→ **The request**
Reproduce every one of the records below with each occurrence of "sports analytics" replaced by "object detection", and leave everything else unchanged. Omit the pictures from your output.

→ **Data excerpts**
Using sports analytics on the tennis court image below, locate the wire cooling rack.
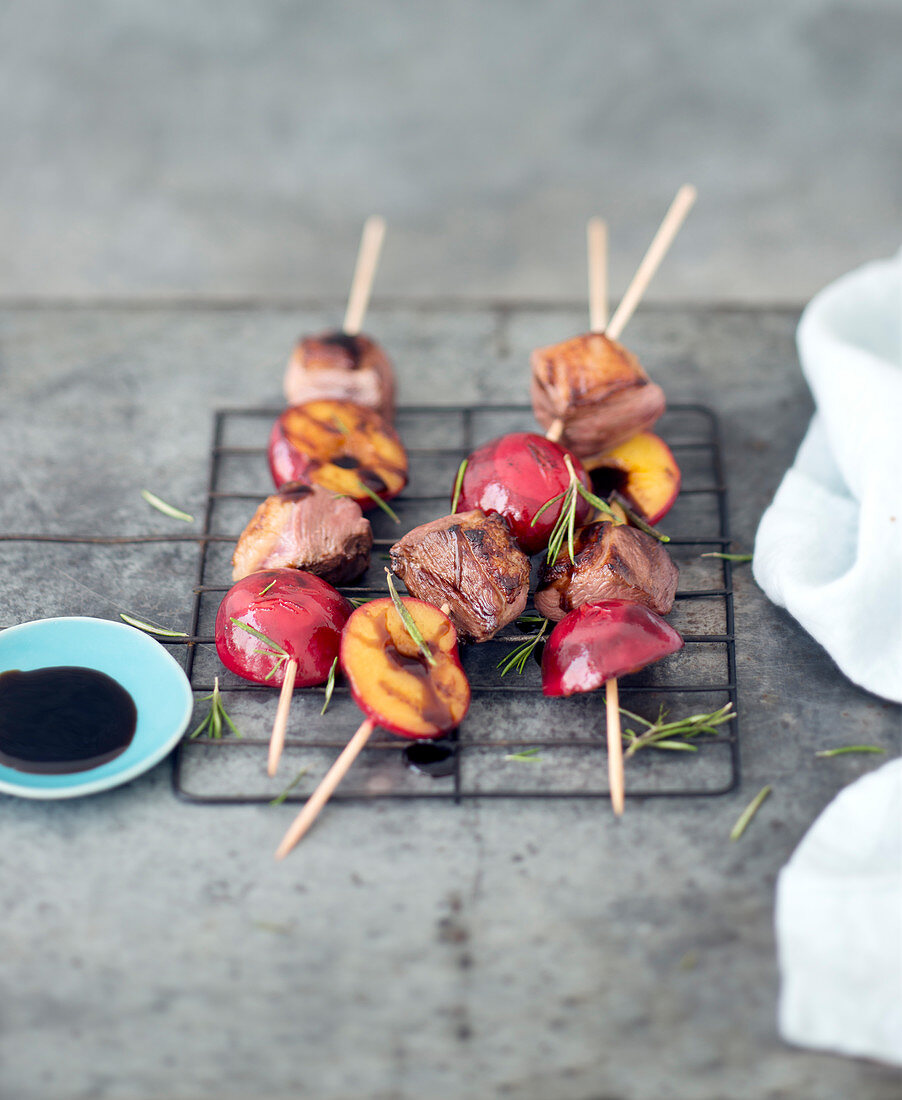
[171,405,739,804]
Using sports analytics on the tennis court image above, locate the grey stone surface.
[0,0,902,303]
[0,303,901,1100]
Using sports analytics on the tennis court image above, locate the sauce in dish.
[0,666,138,774]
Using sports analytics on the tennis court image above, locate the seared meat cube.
[530,332,666,458]
[536,521,680,622]
[232,482,373,584]
[284,332,395,421]
[392,508,529,641]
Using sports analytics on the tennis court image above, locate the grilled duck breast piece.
[392,508,529,641]
[535,521,680,622]
[530,332,666,458]
[232,482,373,584]
[284,332,395,421]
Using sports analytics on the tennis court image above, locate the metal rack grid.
[166,405,739,804]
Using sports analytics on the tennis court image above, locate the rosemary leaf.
[358,479,400,524]
[529,490,567,527]
[270,768,310,806]
[263,653,288,680]
[141,488,195,524]
[188,677,241,740]
[119,612,188,638]
[229,615,288,657]
[319,658,338,714]
[495,619,548,677]
[385,569,437,664]
[729,784,772,840]
[451,459,470,516]
[620,703,736,758]
[814,745,887,757]
[576,482,617,516]
[505,748,542,760]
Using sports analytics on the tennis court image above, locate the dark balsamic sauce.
[0,666,138,776]
[403,739,458,779]
[589,466,627,499]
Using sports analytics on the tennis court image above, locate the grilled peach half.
[340,597,470,738]
[584,431,682,524]
[268,400,407,510]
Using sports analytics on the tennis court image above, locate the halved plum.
[341,597,470,738]
[268,400,407,512]
[542,600,683,695]
[216,569,353,688]
[458,431,593,554]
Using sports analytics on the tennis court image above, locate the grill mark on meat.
[277,482,314,501]
[536,521,679,620]
[391,509,529,641]
[232,483,373,584]
[319,332,362,371]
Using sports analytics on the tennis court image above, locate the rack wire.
[165,405,739,805]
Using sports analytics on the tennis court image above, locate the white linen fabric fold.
[776,760,902,1065]
[752,255,902,702]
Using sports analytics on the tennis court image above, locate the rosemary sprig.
[119,612,188,638]
[189,677,241,741]
[529,454,646,565]
[141,488,195,524]
[358,479,400,524]
[319,658,338,714]
[814,745,887,757]
[729,784,773,840]
[385,569,438,664]
[620,703,736,759]
[229,615,290,680]
[496,619,548,677]
[270,767,310,806]
[505,748,542,761]
[451,459,470,516]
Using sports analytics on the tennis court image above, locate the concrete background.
[0,300,902,1100]
[0,0,902,1100]
[0,0,902,303]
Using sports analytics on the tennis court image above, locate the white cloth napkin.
[777,760,902,1065]
[752,255,902,702]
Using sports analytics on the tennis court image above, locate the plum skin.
[216,569,353,688]
[458,431,592,556]
[542,600,683,695]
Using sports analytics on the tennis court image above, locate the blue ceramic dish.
[0,617,194,799]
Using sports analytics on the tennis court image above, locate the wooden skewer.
[266,660,297,776]
[605,680,624,817]
[585,218,607,332]
[276,718,375,859]
[545,218,607,443]
[606,184,699,340]
[342,215,385,337]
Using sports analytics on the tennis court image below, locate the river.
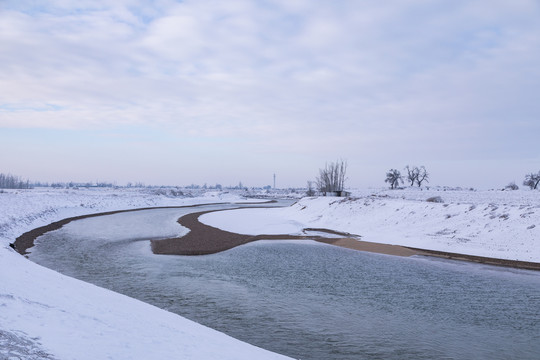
[29,205,540,360]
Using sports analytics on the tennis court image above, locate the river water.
[30,205,540,360]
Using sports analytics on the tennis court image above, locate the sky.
[0,0,540,189]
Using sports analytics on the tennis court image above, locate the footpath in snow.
[0,189,287,360]
[200,189,540,262]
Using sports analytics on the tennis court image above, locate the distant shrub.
[504,181,519,190]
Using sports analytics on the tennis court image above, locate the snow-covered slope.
[0,189,292,359]
[201,189,540,262]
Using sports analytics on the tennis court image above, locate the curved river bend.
[29,205,540,360]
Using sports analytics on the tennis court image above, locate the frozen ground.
[201,188,540,262]
[0,189,292,359]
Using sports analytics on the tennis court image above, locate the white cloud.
[0,0,540,187]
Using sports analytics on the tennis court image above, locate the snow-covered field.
[0,189,292,359]
[201,189,540,262]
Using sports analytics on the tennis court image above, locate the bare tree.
[0,174,30,189]
[315,160,347,194]
[384,169,403,189]
[306,181,315,196]
[523,171,540,190]
[405,165,420,186]
[504,181,519,190]
[405,165,429,187]
[416,166,429,187]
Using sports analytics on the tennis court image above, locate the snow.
[200,189,540,262]
[4,188,540,359]
[0,189,292,359]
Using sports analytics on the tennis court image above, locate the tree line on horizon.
[306,160,540,196]
[0,173,30,189]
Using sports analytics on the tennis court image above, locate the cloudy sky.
[0,0,540,188]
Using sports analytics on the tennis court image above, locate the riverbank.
[0,189,288,360]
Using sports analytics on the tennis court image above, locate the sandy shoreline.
[10,203,540,270]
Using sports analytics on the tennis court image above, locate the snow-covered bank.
[201,189,540,262]
[0,189,292,359]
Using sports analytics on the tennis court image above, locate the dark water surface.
[30,207,540,359]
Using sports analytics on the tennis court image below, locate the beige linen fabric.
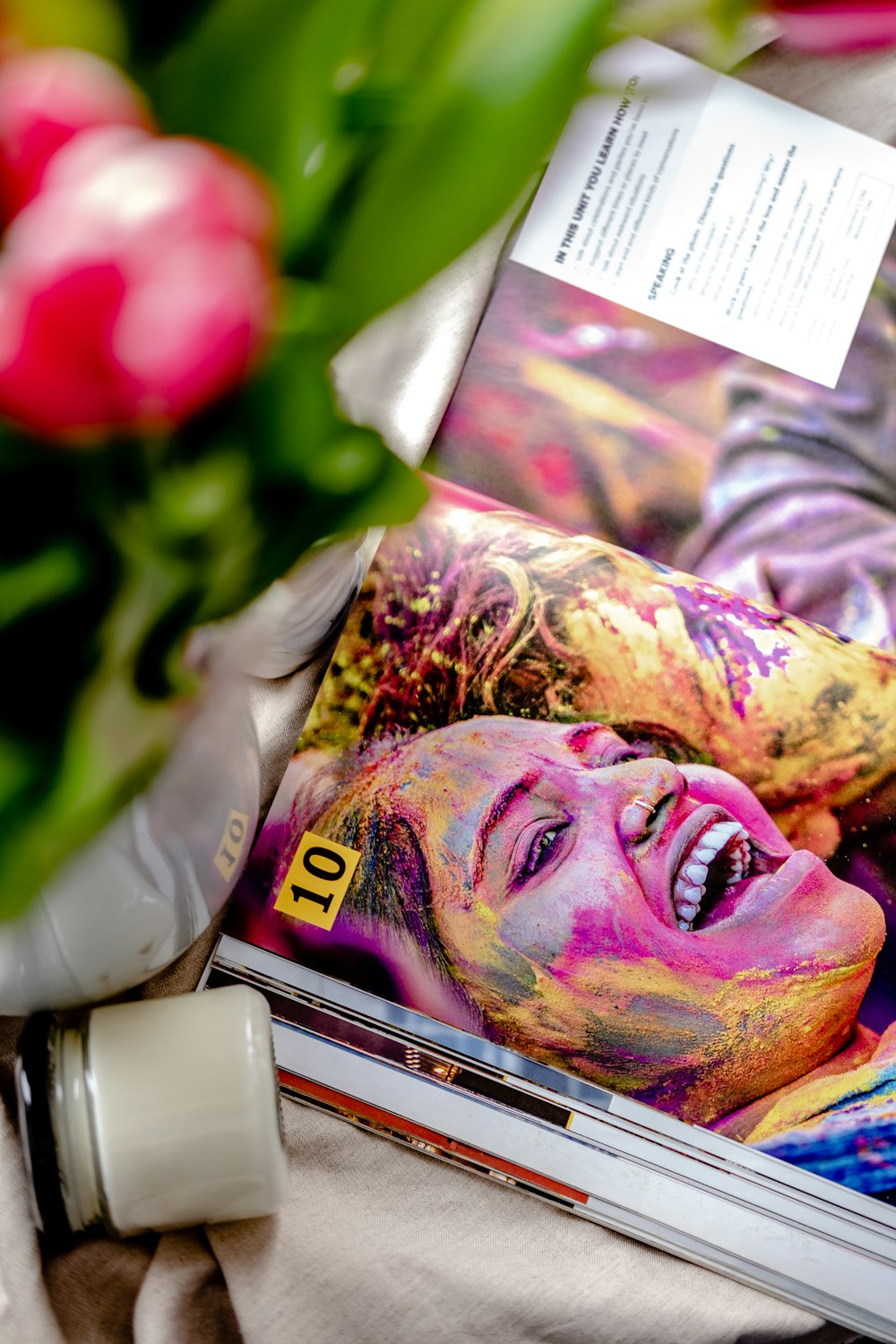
[0,31,896,1344]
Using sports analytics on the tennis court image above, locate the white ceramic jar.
[16,986,289,1236]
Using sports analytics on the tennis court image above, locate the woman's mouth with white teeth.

→ **Result of the exercise**
Using object detection on the tennis court image below, locate the wire cooling rack.
[171,405,739,804]
Using object detection on the tennis court image above, locate the grey stone surface.
[0,0,902,303]
[0,303,901,1100]
Using object detection on the tennis court image above, locate the sauce in dish.
[0,666,138,774]
Using object detection on the tennis court image above, locate the seared meat cube.
[530,332,666,458]
[536,521,680,622]
[232,482,373,584]
[284,332,395,421]
[392,508,529,641]
Using object detection on the tennis court image above, locate the grilled duck breast piece.
[392,508,529,641]
[535,521,680,622]
[530,332,666,458]
[232,482,373,584]
[284,332,395,421]
Using object detection on the tennis court image above, locate the metal rack grid.
[166,405,739,804]
Using object detection on the tennis court image above, locate the rosemary leaf.
[358,479,400,524]
[529,490,567,527]
[270,768,310,806]
[263,653,288,680]
[141,488,195,524]
[188,677,241,740]
[119,612,188,638]
[229,615,288,657]
[319,658,338,714]
[495,619,548,677]
[385,569,437,664]
[729,784,772,840]
[451,459,470,516]
[620,703,736,758]
[814,745,887,757]
[576,482,617,516]
[505,748,542,760]
Using object detection on the tennis court image above, locate the dark balsamic sauce.
[0,666,138,776]
[403,739,458,779]
[589,466,627,499]
Using object detection on the tennis court image above, locate the grilled peach half.
[340,597,470,738]
[584,431,682,524]
[268,400,407,510]
Using object detection on the tennis court image above, locate the halved plum.
[341,597,470,738]
[268,400,407,512]
[542,600,683,695]
[216,569,353,688]
[458,431,593,554]
Using object detection on the tennis court image above, locate the grill mark on meat.
[277,482,314,501]
[536,521,679,620]
[391,509,529,641]
[232,483,373,584]
[319,332,362,371]
Using object detection on the tennis court image above, locate the rack wire.
[165,405,739,805]
Using object detection on the tennis court image above, locate the white linen fabric fold.
[776,760,902,1065]
[752,255,902,702]
Using object detection on the tennis court image above, locate the rosemary sprig.
[119,612,188,638]
[189,677,241,741]
[529,454,646,565]
[141,488,195,524]
[358,479,400,524]
[319,658,338,714]
[814,745,887,757]
[729,784,773,840]
[385,569,438,664]
[620,703,736,759]
[229,615,290,680]
[496,619,548,677]
[270,767,310,806]
[505,748,542,761]
[451,459,470,516]
Using object detection on the tennis court image above, locate the concrete background.
[0,300,902,1100]
[0,0,902,1100]
[0,0,902,303]
Using object detection on the tennis court image above, locate the white cloth napkin.
[777,760,902,1065]
[752,255,902,702]
Using object detection on the tennis court image above, locate the plum skin.
[216,569,353,688]
[458,431,592,556]
[542,600,683,695]
Using object detection on the tennis court image above, locate the blue ceramic dish.
[0,617,194,799]
Using object detection on the tennis court image above, locate the wooden skewer.
[266,660,297,776]
[605,680,624,817]
[585,218,607,332]
[276,718,375,859]
[545,218,607,443]
[606,184,699,340]
[342,215,385,337]
Using object detection on the tennis court image below, locate the river.
[29,205,540,360]
Using object detection on the tennis court image above, locate the river water.
[30,205,540,360]
Using object detection on the tennis court image above, locate the sky.
[0,0,540,189]
Using object detection on the tennis court image above, locate the footpath in snow.
[0,189,287,360]
[200,189,540,262]
Using object detection on the tennis court image above, locate the distant shrub.
[504,181,519,190]
Using object detection on the tennis court image above, locate the snow-covered slope.
[0,189,292,359]
[201,189,540,262]
Using object detection on the tennis court image above, locate the curved river bend.
[29,205,540,360]
Using object detection on the tennis court image above, locate the frozen ground.
[201,188,540,262]
[0,189,292,359]
Using object detection on the tennis court image above, locate the white cloud.
[0,0,540,187]
Using object detection on the tennis court image above, locate the snow-covered field.
[0,189,292,359]
[201,189,540,262]
Using object detection on the tennis court image above, locate the bare tree.
[0,174,30,189]
[315,160,347,194]
[384,169,403,189]
[306,181,315,196]
[523,171,540,190]
[405,165,420,186]
[504,181,519,190]
[405,165,429,187]
[416,166,429,187]
Using object detection on the tennis court image above, locate the snow.
[200,189,540,262]
[4,188,540,359]
[0,189,292,359]
Using object detection on the tennis court image above, locate the tree line on horizon.
[306,160,540,196]
[0,173,30,189]
Using object detection on the tennis court image above, locate the cloudy sky.
[0,0,540,188]
Using object detection on the tennis court image above, locate the riverbank.
[0,189,288,360]
Using object detection on the tennis court image above, locate the sandy shoreline.
[10,203,540,270]
Using object detection on the tennis court image above, locate the snow-covered bank.
[201,189,540,262]
[0,189,292,359]
Using object detection on the tennis court image above, locate the dark water surface.
[30,207,540,359]
Using object detection on the tennis court image below, locate the beige linen fabric.
[0,31,896,1344]
Using object detection on the tennis court image above, locate the white ceramic jar.
[16,986,289,1236]
Using object detection on the tennis court image above, locate the woman's mouth with white teeth.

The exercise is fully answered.